What you have to do
Give back exactly the stretch of data below from the line holding "query: the noun" through the line holding "4 40 L 17 50", both ends included, and leave the remaining lines out.

(Records excerpted from a collection)
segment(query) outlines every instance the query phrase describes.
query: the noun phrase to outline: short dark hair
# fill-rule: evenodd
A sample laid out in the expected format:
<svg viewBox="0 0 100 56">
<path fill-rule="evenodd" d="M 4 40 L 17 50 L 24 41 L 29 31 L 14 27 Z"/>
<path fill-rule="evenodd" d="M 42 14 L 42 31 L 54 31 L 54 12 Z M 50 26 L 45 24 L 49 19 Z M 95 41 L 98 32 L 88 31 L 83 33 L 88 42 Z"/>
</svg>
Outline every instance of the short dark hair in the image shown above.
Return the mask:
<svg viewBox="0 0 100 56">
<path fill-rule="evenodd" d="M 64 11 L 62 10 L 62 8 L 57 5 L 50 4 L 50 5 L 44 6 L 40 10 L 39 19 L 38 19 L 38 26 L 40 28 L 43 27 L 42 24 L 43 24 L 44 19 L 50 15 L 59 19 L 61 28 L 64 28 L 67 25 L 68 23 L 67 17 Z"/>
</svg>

Answer for the task
query: the noun phrase to outline: short dark hair
# fill-rule: evenodd
A sample laid out in the expected format:
<svg viewBox="0 0 100 56">
<path fill-rule="evenodd" d="M 4 40 L 17 50 L 24 41 L 29 31 L 14 27 Z"/>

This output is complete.